Short task =>
Retype exactly the lines from the line with "the billboard in" to the end of the data, keeping both boundary lines.

(Object position labeling entries)
_ _ _ _ _

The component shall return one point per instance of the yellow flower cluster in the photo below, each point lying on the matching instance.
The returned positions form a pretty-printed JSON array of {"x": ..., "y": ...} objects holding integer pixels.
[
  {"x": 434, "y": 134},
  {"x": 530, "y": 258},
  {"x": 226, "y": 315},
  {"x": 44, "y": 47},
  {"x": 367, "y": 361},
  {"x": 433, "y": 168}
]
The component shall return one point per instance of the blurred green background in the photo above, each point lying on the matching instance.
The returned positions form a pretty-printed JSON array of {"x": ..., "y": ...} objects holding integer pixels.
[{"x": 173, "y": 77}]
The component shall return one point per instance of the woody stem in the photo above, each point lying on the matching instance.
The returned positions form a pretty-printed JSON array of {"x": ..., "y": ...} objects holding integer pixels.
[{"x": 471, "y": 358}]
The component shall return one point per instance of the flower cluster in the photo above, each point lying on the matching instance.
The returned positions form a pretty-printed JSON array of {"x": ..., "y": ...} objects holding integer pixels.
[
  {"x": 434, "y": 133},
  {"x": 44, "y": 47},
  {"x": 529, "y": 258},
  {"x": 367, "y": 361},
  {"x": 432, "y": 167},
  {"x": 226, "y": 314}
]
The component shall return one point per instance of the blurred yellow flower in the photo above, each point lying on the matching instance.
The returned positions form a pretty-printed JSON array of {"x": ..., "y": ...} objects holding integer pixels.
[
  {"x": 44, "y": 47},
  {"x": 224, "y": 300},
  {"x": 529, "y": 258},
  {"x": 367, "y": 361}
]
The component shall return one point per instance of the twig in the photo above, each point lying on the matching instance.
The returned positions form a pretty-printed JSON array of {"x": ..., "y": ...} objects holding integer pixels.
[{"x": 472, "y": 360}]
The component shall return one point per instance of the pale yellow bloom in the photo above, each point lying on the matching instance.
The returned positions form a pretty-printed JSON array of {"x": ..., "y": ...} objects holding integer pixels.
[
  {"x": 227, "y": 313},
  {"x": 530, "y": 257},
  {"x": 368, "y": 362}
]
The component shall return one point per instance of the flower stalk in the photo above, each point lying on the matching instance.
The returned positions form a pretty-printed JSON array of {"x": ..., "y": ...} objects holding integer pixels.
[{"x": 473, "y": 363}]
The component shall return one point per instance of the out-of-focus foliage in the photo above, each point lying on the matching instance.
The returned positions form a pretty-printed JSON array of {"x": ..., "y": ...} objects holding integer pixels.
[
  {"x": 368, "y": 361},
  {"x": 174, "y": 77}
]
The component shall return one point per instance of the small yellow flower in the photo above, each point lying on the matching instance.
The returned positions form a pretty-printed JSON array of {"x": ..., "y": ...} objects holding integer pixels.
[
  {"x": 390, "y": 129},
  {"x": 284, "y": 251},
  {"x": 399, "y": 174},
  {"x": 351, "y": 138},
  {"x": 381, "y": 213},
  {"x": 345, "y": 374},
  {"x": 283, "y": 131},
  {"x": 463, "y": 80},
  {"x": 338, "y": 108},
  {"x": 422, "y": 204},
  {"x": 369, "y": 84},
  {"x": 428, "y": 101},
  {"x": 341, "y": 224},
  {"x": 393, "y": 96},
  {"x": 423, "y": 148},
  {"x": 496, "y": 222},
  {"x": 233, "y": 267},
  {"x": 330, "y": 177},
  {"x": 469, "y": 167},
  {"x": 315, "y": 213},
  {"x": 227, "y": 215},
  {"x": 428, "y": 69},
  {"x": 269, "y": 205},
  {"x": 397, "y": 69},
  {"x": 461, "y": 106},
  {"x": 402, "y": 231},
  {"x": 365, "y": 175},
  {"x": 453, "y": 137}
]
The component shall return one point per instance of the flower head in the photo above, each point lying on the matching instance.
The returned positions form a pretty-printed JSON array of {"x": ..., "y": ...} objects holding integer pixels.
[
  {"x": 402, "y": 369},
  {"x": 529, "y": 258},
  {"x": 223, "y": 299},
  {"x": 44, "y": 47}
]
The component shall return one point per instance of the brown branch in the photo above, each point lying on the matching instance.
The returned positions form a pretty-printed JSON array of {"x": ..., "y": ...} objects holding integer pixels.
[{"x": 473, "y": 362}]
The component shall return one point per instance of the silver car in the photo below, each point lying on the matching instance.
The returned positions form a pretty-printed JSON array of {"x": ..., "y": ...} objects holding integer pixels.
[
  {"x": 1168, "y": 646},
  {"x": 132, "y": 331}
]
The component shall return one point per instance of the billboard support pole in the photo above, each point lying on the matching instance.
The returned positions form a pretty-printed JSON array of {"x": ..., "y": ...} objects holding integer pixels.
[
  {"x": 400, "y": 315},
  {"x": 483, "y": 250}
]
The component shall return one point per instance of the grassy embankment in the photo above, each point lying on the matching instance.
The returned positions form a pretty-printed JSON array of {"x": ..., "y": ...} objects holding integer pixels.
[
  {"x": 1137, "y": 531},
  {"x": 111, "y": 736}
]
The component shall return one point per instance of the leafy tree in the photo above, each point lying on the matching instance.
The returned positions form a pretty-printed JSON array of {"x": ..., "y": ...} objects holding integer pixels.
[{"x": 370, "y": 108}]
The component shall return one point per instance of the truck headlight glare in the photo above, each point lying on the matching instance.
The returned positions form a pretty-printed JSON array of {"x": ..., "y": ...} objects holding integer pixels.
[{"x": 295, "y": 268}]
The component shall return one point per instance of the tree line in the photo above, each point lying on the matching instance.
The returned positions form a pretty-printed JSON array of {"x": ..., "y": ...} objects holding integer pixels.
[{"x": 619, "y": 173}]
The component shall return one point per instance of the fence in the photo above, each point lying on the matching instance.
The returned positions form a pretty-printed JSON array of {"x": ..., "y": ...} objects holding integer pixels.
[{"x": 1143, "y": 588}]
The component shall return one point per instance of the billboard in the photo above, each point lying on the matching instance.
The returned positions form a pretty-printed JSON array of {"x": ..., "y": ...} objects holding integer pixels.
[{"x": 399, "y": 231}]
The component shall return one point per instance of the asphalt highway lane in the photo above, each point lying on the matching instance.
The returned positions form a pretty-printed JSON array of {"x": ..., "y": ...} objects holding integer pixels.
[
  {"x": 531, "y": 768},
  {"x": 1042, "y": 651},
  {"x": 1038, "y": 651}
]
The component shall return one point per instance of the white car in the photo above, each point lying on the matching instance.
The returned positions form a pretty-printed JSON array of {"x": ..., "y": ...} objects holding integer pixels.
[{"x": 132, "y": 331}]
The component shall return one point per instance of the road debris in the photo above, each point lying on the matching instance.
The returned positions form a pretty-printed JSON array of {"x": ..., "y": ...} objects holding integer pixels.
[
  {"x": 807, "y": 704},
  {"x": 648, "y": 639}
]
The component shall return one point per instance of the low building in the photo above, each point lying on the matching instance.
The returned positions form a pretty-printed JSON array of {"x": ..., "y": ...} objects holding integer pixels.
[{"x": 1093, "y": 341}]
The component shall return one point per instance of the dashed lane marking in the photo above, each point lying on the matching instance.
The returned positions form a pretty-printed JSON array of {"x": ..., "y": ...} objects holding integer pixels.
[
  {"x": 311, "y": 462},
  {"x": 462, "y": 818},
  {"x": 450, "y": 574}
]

_ _ _ _ _

Response to this task =>
The component shall return one point per instance of the billboard in the photo above, each point lying on the matching instance.
The returned positions form a pretty-printed JSON array of {"x": ..., "y": ...} objects holding integer pixels.
[{"x": 399, "y": 231}]
The component shall return one point per instance of the asphalt highway lane in the photo above, each point lying on the matching instance.
The returned positions form a pretty-printed JSON array of {"x": ..., "y": ...} objects holding integer pixels.
[
  {"x": 531, "y": 768},
  {"x": 1042, "y": 651},
  {"x": 1038, "y": 651}
]
The component shall return one point per instance of the white car in the photo above, each point lying on the matching instance.
The returned positions form a pretty-printed JSON array of {"x": ..., "y": ...} objects holding integer pixels.
[{"x": 132, "y": 331}]
The component shall return one point per instance of the road debris in the photo above, each point lying on the matching instance.
The returned positions form a pretty-printed JSON array of {"x": ..., "y": ...} objects holding integer pixels.
[
  {"x": 807, "y": 704},
  {"x": 648, "y": 639}
]
The component shall return one point per instance of the low building in the photo above, each point lying on the matching instance.
The returned positions form a pretty-printed JSON array of {"x": ..., "y": ...} objects holding integer pixels.
[{"x": 1093, "y": 341}]
The component shall return one point per instance of the dashed lane marking in the photo above, each point lying on the matching instance.
The returned positions form a pretty-printed JSON array of {"x": ..., "y": ...} objects holding integer pixels.
[
  {"x": 311, "y": 462},
  {"x": 462, "y": 818},
  {"x": 450, "y": 574}
]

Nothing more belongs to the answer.